Exercise »
Reproduce every entry word for word. Drop all pictures from the copy.

Given data »
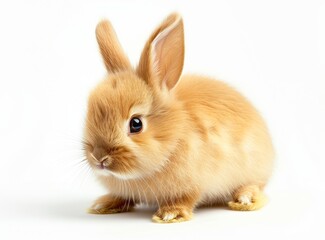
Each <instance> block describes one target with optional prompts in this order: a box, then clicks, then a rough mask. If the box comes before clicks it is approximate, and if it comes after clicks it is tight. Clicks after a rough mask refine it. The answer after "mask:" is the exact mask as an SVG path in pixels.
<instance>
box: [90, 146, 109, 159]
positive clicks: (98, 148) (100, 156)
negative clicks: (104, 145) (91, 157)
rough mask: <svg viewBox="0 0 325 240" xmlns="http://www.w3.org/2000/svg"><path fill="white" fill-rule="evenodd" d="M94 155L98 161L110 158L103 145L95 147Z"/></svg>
mask: <svg viewBox="0 0 325 240" xmlns="http://www.w3.org/2000/svg"><path fill="white" fill-rule="evenodd" d="M92 155H93V157H94V158H95V160H96V161H98V162H103V161H105V160H106V159H107V158H108V153H107V151H106V150H105V149H104V148H102V147H95V148H94V151H93V152H92Z"/></svg>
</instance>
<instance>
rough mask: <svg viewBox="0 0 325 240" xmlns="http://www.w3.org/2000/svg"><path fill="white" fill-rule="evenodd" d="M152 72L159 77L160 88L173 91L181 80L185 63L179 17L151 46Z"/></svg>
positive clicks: (159, 35) (153, 41) (154, 39)
mask: <svg viewBox="0 0 325 240" xmlns="http://www.w3.org/2000/svg"><path fill="white" fill-rule="evenodd" d="M150 54H151V60H152V61H151V62H152V71H153V73H154V74H155V75H156V76H158V77H159V80H160V81H159V86H160V88H161V87H163V85H166V86H167V88H168V89H172V88H173V87H174V86H175V85H176V83H177V81H178V80H179V78H180V75H181V73H182V69H183V62H184V36H183V24H182V20H181V18H180V17H178V18H177V19H176V20H175V21H174V22H173V23H172V24H171V25H169V26H168V27H167V28H165V29H164V30H163V31H162V32H160V33H159V34H158V35H157V36H156V38H155V39H154V40H153V42H152V45H151V53H150Z"/></svg>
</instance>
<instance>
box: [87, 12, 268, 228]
mask: <svg viewBox="0 0 325 240" xmlns="http://www.w3.org/2000/svg"><path fill="white" fill-rule="evenodd" d="M100 24H102V23H100ZM109 26H110V24H109ZM97 28H98V27H97ZM105 29H106V28H103V31H105V33H102V35H103V36H106V35H107V37H108V38H111V36H110V35H111V34H112V32H113V30H112V28H111V27H110V28H109V29H106V30H105ZM114 36H115V35H114ZM157 38H159V39H158V40H157V41H156V39H157ZM175 38H176V39H177V40H175ZM103 41H104V40H100V41H98V42H99V45H100V49H101V52H102V54H103V57H104V61H105V64H106V65H108V66H109V67H108V69H109V70H110V71H111V74H110V75H109V76H108V77H107V79H104V81H103V82H101V83H100V84H99V85H98V86H97V87H96V88H95V89H94V90H93V92H92V93H91V95H90V97H89V104H88V113H87V120H86V128H85V139H86V141H85V148H86V155H87V159H88V160H89V163H90V165H91V166H92V167H93V168H94V169H97V168H98V167H97V166H98V164H99V162H98V161H99V159H105V161H109V162H105V163H106V165H105V167H107V169H108V170H109V171H106V172H107V173H110V174H109V175H108V176H104V175H98V177H99V179H100V181H101V182H102V183H103V184H104V186H106V187H107V189H108V190H109V192H110V193H109V195H108V197H106V198H104V199H107V203H106V204H105V205H104V207H103V209H104V210H103V211H100V210H98V209H96V211H95V212H96V213H109V212H110V211H109V210H108V209H107V206H111V205H112V206H115V204H112V203H111V201H113V200H112V198H111V197H112V196H115V197H118V199H120V200H121V202H122V203H125V202H127V201H128V202H129V203H130V202H132V203H134V204H137V203H145V204H154V205H157V206H158V211H157V213H156V214H155V215H154V217H153V220H154V221H156V222H179V221H185V220H189V219H190V218H191V217H192V211H193V209H194V208H195V207H196V206H199V205H203V204H204V205H206V204H207V205H209V204H215V203H217V202H228V201H230V200H232V199H233V201H232V203H230V204H229V206H230V207H231V208H232V209H235V210H253V208H248V207H247V206H245V205H243V204H241V203H240V202H238V194H239V195H240V194H242V193H245V194H246V195H249V196H251V197H252V198H253V201H255V200H254V197H255V196H257V195H258V194H257V192H256V191H255V190H256V187H258V193H260V191H261V190H262V187H263V186H264V185H265V184H266V183H267V181H268V179H269V177H270V175H271V172H272V166H273V158H274V154H273V147H272V143H271V140H270V137H269V134H268V130H267V128H266V126H265V123H264V121H263V119H262V118H261V117H260V115H259V114H258V113H257V111H256V110H255V108H254V107H253V106H252V105H251V104H250V103H249V102H248V101H247V100H246V99H245V98H244V97H243V96H242V95H241V94H239V93H238V92H237V91H235V90H234V89H233V88H231V87H229V86H228V85H226V84H225V83H222V82H220V81H217V80H214V79H210V78H207V77H202V76H195V75H185V76H183V77H181V79H180V80H179V81H178V78H179V75H180V74H181V69H182V66H183V56H184V52H183V50H184V49H183V46H184V44H183V24H182V20H181V18H180V17H179V16H178V15H175V14H174V15H171V16H169V17H168V18H167V20H165V21H164V22H163V23H162V24H161V25H160V26H159V27H158V28H157V30H156V31H155V32H154V33H153V34H152V36H151V37H150V38H149V40H148V42H147V43H146V45H145V48H144V50H143V53H142V55H141V59H140V63H139V66H138V67H137V69H136V70H132V69H131V68H129V66H126V65H124V64H122V65H121V64H120V63H117V62H114V61H117V60H116V58H120V57H121V58H122V59H120V62H125V57H124V55H123V54H121V52H119V51H118V52H119V53H117V54H116V55H114V54H115V53H114V52H113V55H114V56H113V57H112V58H111V57H110V56H109V55H107V54H106V50H105V49H106V48H107V47H109V46H107V44H106V43H105V41H104V43H103ZM157 42H158V43H159V44H158V45H159V46H157ZM162 42H163V43H164V44H161V43H162ZM115 43H116V44H117V40H116V41H115ZM110 48H113V47H112V46H111V47H110ZM119 48H120V47H119V46H118V48H117V49H119ZM103 49H104V50H103ZM156 51H158V52H156ZM103 52H104V53H103ZM120 55H121V56H120ZM106 61H108V63H106ZM121 66H122V67H121ZM175 79H176V80H175ZM135 115H136V116H141V118H142V119H143V122H144V125H145V126H144V129H143V131H142V132H141V133H139V134H129V133H128V123H129V120H130V118H131V117H132V116H135ZM95 155H96V156H95ZM96 159H97V160H96ZM102 171H103V170H102ZM248 186H253V187H248ZM243 189H244V190H245V191H244V190H243ZM254 189H255V190H254ZM254 191H255V192H254ZM236 194H237V195H236ZM102 201H103V199H100V200H98V201H97V202H96V203H98V202H102ZM113 202H114V201H113ZM255 202H257V201H255ZM261 202H262V201H260V202H259V203H261ZM96 203H95V204H96ZM263 203H264V202H263ZM259 207H261V206H259ZM114 208H115V207H114ZM112 209H113V207H112Z"/></svg>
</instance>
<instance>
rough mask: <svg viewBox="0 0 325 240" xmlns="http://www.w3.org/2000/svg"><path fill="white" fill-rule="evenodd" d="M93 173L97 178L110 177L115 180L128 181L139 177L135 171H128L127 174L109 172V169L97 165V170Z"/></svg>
mask: <svg viewBox="0 0 325 240" xmlns="http://www.w3.org/2000/svg"><path fill="white" fill-rule="evenodd" d="M95 173H96V174H98V175H99V176H104V177H108V176H112V177H115V178H118V179H120V180H130V179H135V178H139V177H141V174H140V173H139V172H137V171H128V172H117V171H113V170H111V169H110V168H109V167H105V166H102V165H97V168H96V169H95Z"/></svg>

Reply to the exercise »
Each <instance> block describes one target with optional prompts in this order: a box, then clicks, then a rough mask. If the box comes before clicks it is approximate, and if it comes after clicks it is tight. Clicks after a rough mask refine it. The answer after "mask:" is the exact mask as an SVG path in pixels.
<instance>
box: [90, 146, 109, 159]
positive clicks: (98, 148) (100, 156)
negative clicks: (104, 145) (91, 157)
rough mask: <svg viewBox="0 0 325 240" xmlns="http://www.w3.org/2000/svg"><path fill="white" fill-rule="evenodd" d="M94 155L98 161L110 158L103 145L95 147Z"/></svg>
mask: <svg viewBox="0 0 325 240" xmlns="http://www.w3.org/2000/svg"><path fill="white" fill-rule="evenodd" d="M92 155H93V157H94V158H95V160H96V161H98V162H103V161H105V160H106V159H107V158H108V153H107V151H106V150H105V149H104V148H102V147H95V148H94V151H93V152H92Z"/></svg>
</instance>
<instance>
rough mask: <svg viewBox="0 0 325 240" xmlns="http://www.w3.org/2000/svg"><path fill="white" fill-rule="evenodd" d="M152 72L159 77L160 88L173 91L181 80L185 63L179 17L151 46Z"/></svg>
positive clicks: (159, 35) (153, 41) (154, 39)
mask: <svg viewBox="0 0 325 240" xmlns="http://www.w3.org/2000/svg"><path fill="white" fill-rule="evenodd" d="M150 54H151V60H152V61H151V62H152V71H153V73H154V74H155V75H156V76H158V77H159V80H160V81H159V86H160V88H161V87H163V85H166V86H167V88H168V89H172V88H173V87H174V86H175V85H176V83H177V81H178V80H179V78H180V75H181V73H182V69H183V62H184V36H183V24H182V20H181V18H180V17H178V18H177V19H176V20H175V21H174V22H173V23H172V24H171V25H169V26H168V27H167V28H165V29H164V30H163V31H162V32H160V33H159V34H158V35H157V36H156V38H155V39H154V40H153V42H152V45H151V53H150Z"/></svg>
</instance>
<instance>
box: [87, 12, 268, 228]
mask: <svg viewBox="0 0 325 240" xmlns="http://www.w3.org/2000/svg"><path fill="white" fill-rule="evenodd" d="M100 24H102V23H100ZM109 26H110V24H109ZM97 28H98V27H97ZM105 29H106V28H103V31H105V33H102V35H103V36H106V35H107V37H108V38H111V36H110V35H111V34H112V32H113V30H112V28H111V27H110V28H109V29H106V30H105ZM114 36H115V35H114ZM157 38H159V39H158V40H157V41H156V39H157ZM175 38H176V39H177V40H175ZM103 41H104V40H100V41H98V42H99V45H100V49H101V52H102V54H103V57H104V61H105V64H106V65H108V66H109V67H108V69H109V70H110V71H111V74H110V75H109V76H108V77H107V79H104V81H103V82H101V83H100V84H99V85H98V86H97V87H96V88H95V89H94V90H93V92H92V93H91V95H90V97H89V104H88V113H87V120H86V128H85V139H86V141H85V148H86V155H87V159H88V160H89V163H90V165H91V166H92V167H93V168H94V169H97V168H98V167H97V166H98V164H99V162H98V161H99V159H105V161H109V162H105V163H106V165H105V167H107V169H108V170H109V171H106V172H107V173H110V174H109V175H108V176H104V175H98V177H99V179H100V181H101V182H102V183H103V184H104V186H106V187H107V189H108V190H109V192H110V193H109V195H108V197H106V198H104V199H107V203H106V204H105V205H104V207H103V209H104V210H103V211H100V210H98V209H96V211H95V212H96V213H109V212H110V211H109V210H108V209H107V206H111V205H112V206H115V204H112V203H111V201H113V200H112V198H111V197H112V196H115V197H118V199H120V200H121V202H122V203H125V202H127V201H128V202H129V203H130V202H132V203H134V204H137V203H145V204H154V205H157V206H158V211H157V213H156V214H155V215H154V217H153V220H154V221H156V222H179V221H185V220H189V219H190V218H191V217H192V211H193V209H194V208H195V207H196V206H199V205H203V204H204V205H206V204H207V205H209V204H215V203H217V202H228V201H230V200H232V199H233V201H232V203H230V204H229V206H230V207H231V208H232V209H235V210H253V208H248V207H247V206H245V205H243V204H241V203H240V202H238V194H239V195H240V194H242V193H245V194H246V195H249V196H251V197H252V198H253V201H255V200H254V197H255V196H257V195H258V194H257V192H256V191H255V190H256V187H258V193H260V191H261V190H262V187H263V186H264V185H265V184H266V183H267V181H268V179H269V177H270V175H271V172H272V166H273V158H274V154H273V147H272V143H271V140H270V137H269V134H268V130H267V128H266V126H265V123H264V121H263V119H262V118H261V117H260V115H259V114H258V113H257V111H256V110H255V108H254V107H253V106H252V105H251V104H250V103H249V102H248V101H247V100H246V99H245V98H244V97H243V96H242V95H241V94H239V93H238V92H237V91H235V90H234V89H233V88H231V87H229V86H228V85H226V84H225V83H222V82H220V81H217V80H214V79H210V78H207V77H202V76H195V75H185V76H183V77H181V79H180V80H179V81H178V78H179V75H180V74H181V69H182V66H183V56H184V52H183V50H184V49H183V46H184V44H183V24H182V20H181V18H180V17H179V16H178V15H175V14H174V15H171V16H169V17H168V18H167V20H165V21H164V22H163V23H162V24H161V25H160V26H159V27H158V28H157V30H156V31H155V32H154V33H153V34H152V36H151V37H150V38H149V40H148V42H147V43H146V45H145V48H144V50H143V53H142V55H141V59H140V63H139V66H138V67H137V69H136V70H132V69H131V68H129V66H126V65H124V64H122V65H121V64H120V63H117V62H114V61H117V60H116V58H120V57H121V58H122V59H120V62H125V57H124V55H123V54H121V52H119V51H118V52H119V53H117V54H116V55H114V54H115V53H114V52H113V55H114V56H113V57H112V58H111V57H110V56H109V55H107V54H106V50H105V49H106V48H107V47H109V46H107V44H106V43H105V41H104V43H103ZM157 42H158V43H159V44H158V45H159V46H157ZM162 42H163V43H164V44H161V43H162ZM115 43H116V44H117V40H116V41H115ZM110 48H113V47H112V46H111V47H110ZM119 48H120V47H119V46H118V48H117V49H119ZM103 49H104V50H103ZM156 51H158V52H156ZM103 52H104V53H103ZM120 55H121V56H120ZM106 61H108V63H106ZM121 66H122V67H121ZM175 79H176V80H175ZM135 115H136V116H141V118H142V119H143V122H144V125H145V126H144V129H143V131H142V132H141V133H139V134H129V133H128V123H129V120H130V118H131V117H132V116H135ZM95 155H96V156H95ZM96 159H97V160H96ZM102 171H103V170H102ZM248 186H253V187H248ZM243 189H244V190H245V191H244V190H243ZM254 189H255V190H254ZM254 191H255V192H254ZM236 194H237V195H236ZM102 201H103V199H100V200H98V201H97V202H96V203H98V202H102ZM113 202H114V201H113ZM255 202H257V201H255ZM261 202H262V201H260V202H259V203H261ZM96 203H95V204H96ZM263 203H264V202H263ZM259 207H261V206H259ZM114 208H115V207H114ZM112 209H113V207H112Z"/></svg>
</instance>
<instance>
rough mask: <svg viewBox="0 0 325 240" xmlns="http://www.w3.org/2000/svg"><path fill="white" fill-rule="evenodd" d="M93 173L97 178L110 177L115 180L128 181L139 177L135 171H128L127 174L109 172V169L97 165V170Z"/></svg>
mask: <svg viewBox="0 0 325 240" xmlns="http://www.w3.org/2000/svg"><path fill="white" fill-rule="evenodd" d="M95 173H96V174H98V175H99V176H104V177H108V176H112V177H115V178H118V179H120V180H130V179H135V178H139V177H141V174H140V173H139V172H137V171H128V172H117V171H113V170H111V169H110V168H109V167H105V166H102V165H97V168H96V169H95Z"/></svg>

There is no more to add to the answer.